Brief:
Quote the lines from the line holding "Where can you see the vertical" to the very end of the listing, exactly, and no others.

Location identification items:
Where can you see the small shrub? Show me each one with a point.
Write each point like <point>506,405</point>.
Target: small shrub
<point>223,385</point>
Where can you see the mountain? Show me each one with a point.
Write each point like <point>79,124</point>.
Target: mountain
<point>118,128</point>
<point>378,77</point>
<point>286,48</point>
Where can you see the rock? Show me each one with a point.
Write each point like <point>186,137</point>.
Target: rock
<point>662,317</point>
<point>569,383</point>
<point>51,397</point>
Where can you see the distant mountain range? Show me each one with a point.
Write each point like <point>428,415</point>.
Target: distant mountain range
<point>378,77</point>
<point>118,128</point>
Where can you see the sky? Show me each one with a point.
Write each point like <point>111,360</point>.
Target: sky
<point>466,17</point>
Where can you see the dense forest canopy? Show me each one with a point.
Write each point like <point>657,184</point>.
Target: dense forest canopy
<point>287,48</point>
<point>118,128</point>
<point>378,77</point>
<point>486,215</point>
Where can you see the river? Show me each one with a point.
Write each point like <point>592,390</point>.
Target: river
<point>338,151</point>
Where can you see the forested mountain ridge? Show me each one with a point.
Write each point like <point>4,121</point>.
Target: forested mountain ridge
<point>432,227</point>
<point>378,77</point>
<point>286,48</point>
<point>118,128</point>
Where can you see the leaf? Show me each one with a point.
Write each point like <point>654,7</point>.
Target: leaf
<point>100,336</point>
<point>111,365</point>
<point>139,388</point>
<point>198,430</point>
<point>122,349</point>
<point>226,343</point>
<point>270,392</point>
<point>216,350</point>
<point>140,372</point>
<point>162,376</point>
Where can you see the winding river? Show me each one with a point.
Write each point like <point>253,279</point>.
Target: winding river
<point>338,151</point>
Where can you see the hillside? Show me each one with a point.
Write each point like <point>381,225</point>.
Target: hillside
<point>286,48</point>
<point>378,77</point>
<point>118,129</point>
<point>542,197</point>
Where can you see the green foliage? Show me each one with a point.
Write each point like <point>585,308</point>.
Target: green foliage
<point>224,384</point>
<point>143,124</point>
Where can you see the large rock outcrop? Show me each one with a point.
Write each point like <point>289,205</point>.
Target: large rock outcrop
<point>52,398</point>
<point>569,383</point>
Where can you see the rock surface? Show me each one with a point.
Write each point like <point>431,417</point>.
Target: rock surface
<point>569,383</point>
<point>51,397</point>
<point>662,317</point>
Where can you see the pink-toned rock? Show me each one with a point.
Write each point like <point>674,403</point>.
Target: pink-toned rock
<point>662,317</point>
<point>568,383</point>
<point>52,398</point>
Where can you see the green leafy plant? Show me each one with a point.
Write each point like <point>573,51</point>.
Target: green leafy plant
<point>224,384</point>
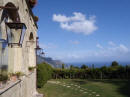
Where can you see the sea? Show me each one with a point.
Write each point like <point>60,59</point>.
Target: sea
<point>96,64</point>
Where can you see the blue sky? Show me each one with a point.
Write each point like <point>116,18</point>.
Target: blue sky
<point>84,30</point>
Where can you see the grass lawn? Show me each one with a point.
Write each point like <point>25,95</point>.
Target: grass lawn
<point>86,88</point>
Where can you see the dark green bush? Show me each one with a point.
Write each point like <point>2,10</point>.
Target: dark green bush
<point>3,76</point>
<point>44,73</point>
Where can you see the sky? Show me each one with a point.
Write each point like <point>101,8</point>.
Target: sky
<point>84,30</point>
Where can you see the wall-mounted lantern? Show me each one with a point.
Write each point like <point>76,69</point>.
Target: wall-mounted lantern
<point>15,33</point>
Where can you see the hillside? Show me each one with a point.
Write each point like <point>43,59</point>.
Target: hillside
<point>49,60</point>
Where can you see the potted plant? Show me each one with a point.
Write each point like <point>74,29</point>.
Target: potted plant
<point>36,18</point>
<point>32,3</point>
<point>31,68</point>
<point>3,79</point>
<point>15,76</point>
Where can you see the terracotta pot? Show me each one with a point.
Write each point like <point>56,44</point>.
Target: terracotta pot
<point>13,78</point>
<point>36,18</point>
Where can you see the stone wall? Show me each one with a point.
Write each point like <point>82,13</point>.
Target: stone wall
<point>20,58</point>
<point>21,88</point>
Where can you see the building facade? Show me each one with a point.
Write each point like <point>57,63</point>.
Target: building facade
<point>18,37</point>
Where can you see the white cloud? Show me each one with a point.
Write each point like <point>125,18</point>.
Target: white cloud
<point>99,46</point>
<point>48,46</point>
<point>76,42</point>
<point>123,48</point>
<point>111,43</point>
<point>76,23</point>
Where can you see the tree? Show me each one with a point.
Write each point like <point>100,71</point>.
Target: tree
<point>115,64</point>
<point>63,66</point>
<point>84,66</point>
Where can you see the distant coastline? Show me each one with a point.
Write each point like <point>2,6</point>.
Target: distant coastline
<point>96,64</point>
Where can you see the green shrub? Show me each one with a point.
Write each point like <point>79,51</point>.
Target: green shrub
<point>44,73</point>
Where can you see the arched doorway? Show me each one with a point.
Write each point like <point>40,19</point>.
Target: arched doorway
<point>9,14</point>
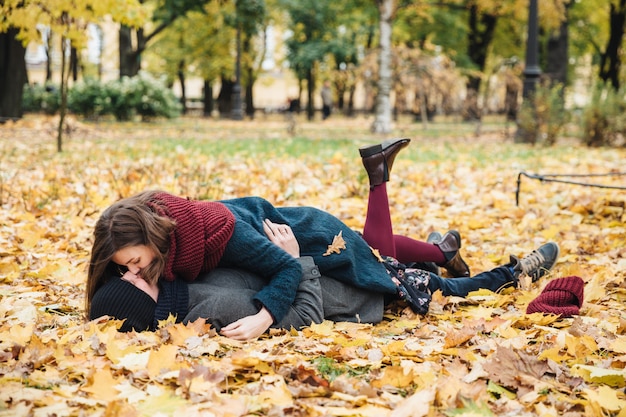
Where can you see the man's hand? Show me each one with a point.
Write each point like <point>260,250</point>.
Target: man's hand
<point>249,327</point>
<point>282,235</point>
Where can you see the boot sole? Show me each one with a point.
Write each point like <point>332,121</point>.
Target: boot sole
<point>378,148</point>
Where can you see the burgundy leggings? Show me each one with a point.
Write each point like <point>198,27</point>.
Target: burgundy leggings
<point>378,233</point>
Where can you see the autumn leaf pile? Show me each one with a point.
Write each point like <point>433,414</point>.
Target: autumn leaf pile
<point>474,356</point>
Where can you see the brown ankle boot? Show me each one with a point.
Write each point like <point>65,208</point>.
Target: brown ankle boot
<point>378,159</point>
<point>450,244</point>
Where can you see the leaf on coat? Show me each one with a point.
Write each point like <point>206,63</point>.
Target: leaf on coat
<point>337,245</point>
<point>377,255</point>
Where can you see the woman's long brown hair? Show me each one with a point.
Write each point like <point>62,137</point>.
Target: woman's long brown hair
<point>128,222</point>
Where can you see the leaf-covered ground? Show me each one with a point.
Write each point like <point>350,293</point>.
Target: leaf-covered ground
<point>478,356</point>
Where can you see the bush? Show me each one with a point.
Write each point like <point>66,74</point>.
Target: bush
<point>543,118</point>
<point>88,99</point>
<point>153,98</point>
<point>604,119</point>
<point>142,95</point>
<point>41,98</point>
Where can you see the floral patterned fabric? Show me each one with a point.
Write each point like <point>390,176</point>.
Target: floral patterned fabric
<point>412,284</point>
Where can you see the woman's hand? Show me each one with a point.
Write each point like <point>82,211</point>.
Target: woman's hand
<point>249,327</point>
<point>282,235</point>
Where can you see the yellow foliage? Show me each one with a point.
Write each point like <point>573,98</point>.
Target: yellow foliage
<point>476,348</point>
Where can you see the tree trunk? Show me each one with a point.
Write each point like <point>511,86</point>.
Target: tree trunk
<point>382,121</point>
<point>13,75</point>
<point>48,50</point>
<point>65,72</point>
<point>130,58</point>
<point>557,53</point>
<point>310,87</point>
<point>250,97</point>
<point>350,109</point>
<point>610,62</point>
<point>74,63</point>
<point>225,97</point>
<point>181,80</point>
<point>208,98</point>
<point>481,30</point>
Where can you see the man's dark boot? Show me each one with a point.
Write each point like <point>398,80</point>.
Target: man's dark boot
<point>450,244</point>
<point>378,159</point>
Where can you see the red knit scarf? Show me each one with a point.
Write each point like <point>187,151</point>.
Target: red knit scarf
<point>202,231</point>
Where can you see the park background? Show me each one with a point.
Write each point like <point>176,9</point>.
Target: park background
<point>481,355</point>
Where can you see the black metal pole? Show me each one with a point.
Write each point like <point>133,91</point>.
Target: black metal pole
<point>532,70</point>
<point>237,112</point>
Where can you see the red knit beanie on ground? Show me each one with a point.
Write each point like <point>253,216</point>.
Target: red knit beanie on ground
<point>562,296</point>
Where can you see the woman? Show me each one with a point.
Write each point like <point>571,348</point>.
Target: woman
<point>155,234</point>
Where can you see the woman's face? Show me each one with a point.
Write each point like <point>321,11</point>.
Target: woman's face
<point>136,258</point>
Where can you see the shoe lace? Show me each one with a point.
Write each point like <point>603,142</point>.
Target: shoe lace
<point>532,263</point>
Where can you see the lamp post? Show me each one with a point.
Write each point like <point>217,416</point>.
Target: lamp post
<point>531,70</point>
<point>237,112</point>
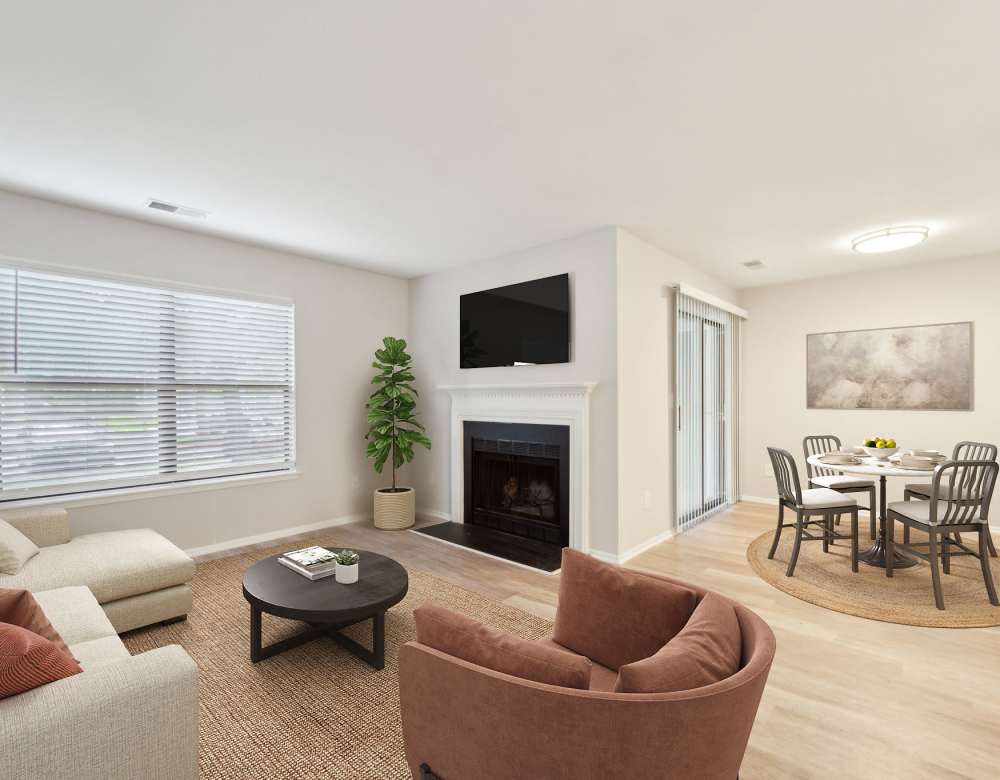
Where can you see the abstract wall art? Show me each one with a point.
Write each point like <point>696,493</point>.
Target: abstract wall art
<point>916,367</point>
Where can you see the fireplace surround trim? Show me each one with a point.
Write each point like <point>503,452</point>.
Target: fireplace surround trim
<point>545,404</point>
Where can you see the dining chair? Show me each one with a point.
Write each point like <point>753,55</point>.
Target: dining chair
<point>964,450</point>
<point>960,497</point>
<point>808,504</point>
<point>829,478</point>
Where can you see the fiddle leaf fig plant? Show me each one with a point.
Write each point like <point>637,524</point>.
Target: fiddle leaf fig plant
<point>393,428</point>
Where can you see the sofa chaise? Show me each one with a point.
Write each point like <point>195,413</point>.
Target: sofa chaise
<point>136,575</point>
<point>123,717</point>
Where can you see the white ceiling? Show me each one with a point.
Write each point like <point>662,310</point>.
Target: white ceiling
<point>412,136</point>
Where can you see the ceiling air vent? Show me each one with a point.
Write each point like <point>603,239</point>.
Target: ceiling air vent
<point>173,208</point>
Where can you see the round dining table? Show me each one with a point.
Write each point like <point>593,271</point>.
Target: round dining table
<point>881,468</point>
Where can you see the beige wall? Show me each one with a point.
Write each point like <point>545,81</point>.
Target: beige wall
<point>341,315</point>
<point>646,425</point>
<point>774,350</point>
<point>434,338</point>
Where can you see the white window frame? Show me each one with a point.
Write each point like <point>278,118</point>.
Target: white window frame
<point>111,490</point>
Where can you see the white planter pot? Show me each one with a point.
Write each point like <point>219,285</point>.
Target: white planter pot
<point>347,575</point>
<point>394,511</point>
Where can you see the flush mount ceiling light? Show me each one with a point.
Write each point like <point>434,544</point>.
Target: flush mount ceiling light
<point>889,239</point>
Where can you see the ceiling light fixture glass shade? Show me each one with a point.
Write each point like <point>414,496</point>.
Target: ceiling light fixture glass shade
<point>889,239</point>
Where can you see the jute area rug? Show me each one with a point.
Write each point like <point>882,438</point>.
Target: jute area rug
<point>315,711</point>
<point>827,580</point>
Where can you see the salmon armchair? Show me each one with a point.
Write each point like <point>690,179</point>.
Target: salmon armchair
<point>462,721</point>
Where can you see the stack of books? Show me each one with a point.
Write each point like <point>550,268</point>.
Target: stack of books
<point>315,563</point>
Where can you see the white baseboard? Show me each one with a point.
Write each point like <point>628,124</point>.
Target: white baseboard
<point>643,546</point>
<point>633,551</point>
<point>759,500</point>
<point>603,556</point>
<point>434,514</point>
<point>270,536</point>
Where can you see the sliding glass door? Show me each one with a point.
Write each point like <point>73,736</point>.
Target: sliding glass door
<point>706,366</point>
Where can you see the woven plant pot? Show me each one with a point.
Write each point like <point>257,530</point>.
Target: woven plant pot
<point>394,511</point>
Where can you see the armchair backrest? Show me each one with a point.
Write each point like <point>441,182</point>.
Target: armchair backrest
<point>786,475</point>
<point>961,491</point>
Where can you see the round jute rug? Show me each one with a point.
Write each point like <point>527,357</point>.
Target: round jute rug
<point>826,579</point>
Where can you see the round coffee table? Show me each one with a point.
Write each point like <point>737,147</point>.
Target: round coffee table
<point>326,605</point>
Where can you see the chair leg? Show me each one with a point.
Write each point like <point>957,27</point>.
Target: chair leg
<point>984,562</point>
<point>777,531</point>
<point>932,557</point>
<point>871,513</point>
<point>890,544</point>
<point>854,540</point>
<point>795,547</point>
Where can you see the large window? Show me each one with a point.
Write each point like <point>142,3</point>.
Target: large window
<point>108,385</point>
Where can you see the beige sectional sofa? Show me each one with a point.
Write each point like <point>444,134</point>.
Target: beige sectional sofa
<point>123,717</point>
<point>137,576</point>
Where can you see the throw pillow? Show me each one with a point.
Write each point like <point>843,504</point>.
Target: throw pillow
<point>615,616</point>
<point>479,644</point>
<point>16,549</point>
<point>18,607</point>
<point>28,660</point>
<point>707,650</point>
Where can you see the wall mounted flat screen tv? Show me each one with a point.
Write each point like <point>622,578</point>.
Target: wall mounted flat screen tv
<point>520,324</point>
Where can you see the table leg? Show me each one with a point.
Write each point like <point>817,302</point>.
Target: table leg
<point>374,657</point>
<point>875,555</point>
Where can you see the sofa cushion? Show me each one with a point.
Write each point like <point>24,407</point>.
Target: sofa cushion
<point>16,549</point>
<point>98,652</point>
<point>479,644</point>
<point>707,650</point>
<point>18,607</point>
<point>114,564</point>
<point>75,614</point>
<point>614,616</point>
<point>44,525</point>
<point>28,660</point>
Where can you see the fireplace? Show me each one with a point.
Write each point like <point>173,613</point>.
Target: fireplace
<point>517,479</point>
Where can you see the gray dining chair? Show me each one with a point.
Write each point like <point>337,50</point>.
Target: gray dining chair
<point>820,502</point>
<point>964,450</point>
<point>829,478</point>
<point>960,497</point>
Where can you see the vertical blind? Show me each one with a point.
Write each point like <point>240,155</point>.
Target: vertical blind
<point>106,384</point>
<point>707,396</point>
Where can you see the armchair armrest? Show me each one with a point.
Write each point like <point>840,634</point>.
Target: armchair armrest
<point>137,717</point>
<point>463,720</point>
<point>45,526</point>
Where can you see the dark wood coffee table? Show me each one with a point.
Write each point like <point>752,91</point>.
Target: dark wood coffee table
<point>326,605</point>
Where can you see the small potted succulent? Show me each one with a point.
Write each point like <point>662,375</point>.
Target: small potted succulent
<point>347,567</point>
<point>393,430</point>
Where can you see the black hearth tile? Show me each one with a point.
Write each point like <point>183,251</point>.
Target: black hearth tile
<point>529,552</point>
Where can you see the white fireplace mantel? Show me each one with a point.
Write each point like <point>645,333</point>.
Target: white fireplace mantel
<point>542,404</point>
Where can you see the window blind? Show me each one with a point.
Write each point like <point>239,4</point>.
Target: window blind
<point>707,392</point>
<point>106,384</point>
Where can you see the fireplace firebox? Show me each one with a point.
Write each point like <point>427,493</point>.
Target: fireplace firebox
<point>517,479</point>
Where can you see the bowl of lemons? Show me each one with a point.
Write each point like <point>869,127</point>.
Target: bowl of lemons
<point>880,448</point>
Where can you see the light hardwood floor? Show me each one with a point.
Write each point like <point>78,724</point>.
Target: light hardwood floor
<point>846,698</point>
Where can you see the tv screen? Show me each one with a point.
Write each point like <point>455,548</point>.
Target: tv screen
<point>521,324</point>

Exercise output:
Where can you see the vertical blind? Show me each one with a point.
Write each point like <point>240,155</point>.
Target: vertical blind
<point>106,384</point>
<point>707,396</point>
Where can you see the armchair armrest? Show me each one with a point.
Write each point like <point>840,634</point>.
Target: armchair armrest
<point>137,717</point>
<point>463,720</point>
<point>45,526</point>
Where can you see the dark wood coffee table? Show me each one with a point.
Write each point like <point>752,91</point>.
Target: dark wood coffee table
<point>326,605</point>
Where can you see the small potted succulent? Show me each one with a point.
Write each point like <point>662,375</point>.
Target: small potted succulent
<point>347,567</point>
<point>393,430</point>
Where can you see the black hearth tile? Show me each one with a point.
Write each point like <point>183,251</point>.
Target: black hearth tile
<point>529,552</point>
Where can you see the white fireplace mantel? Show me each one with a point.
Write each point like <point>645,333</point>.
Target: white fireplace mantel
<point>542,404</point>
Where can you see the window blind? Show me each one with a point.
Write each point like <point>239,4</point>.
Target: window blind
<point>707,392</point>
<point>106,384</point>
Where can you see the fireplace firebox? Show me each one with a point.
Write each point like <point>427,493</point>.
Target: fireplace firebox
<point>517,479</point>
Where can you see the bowl of lemons? Show me each one with a point.
Write each point like <point>869,127</point>.
Target: bowl of lemons
<point>880,448</point>
Where can you see the light hardwood floor? Show me each one with a point.
Write each point like <point>78,724</point>.
Target: light hardwood floor
<point>846,698</point>
Where can you see the tv screen? Show me each one with a point.
Write each point like <point>455,548</point>.
Target: tv screen
<point>521,324</point>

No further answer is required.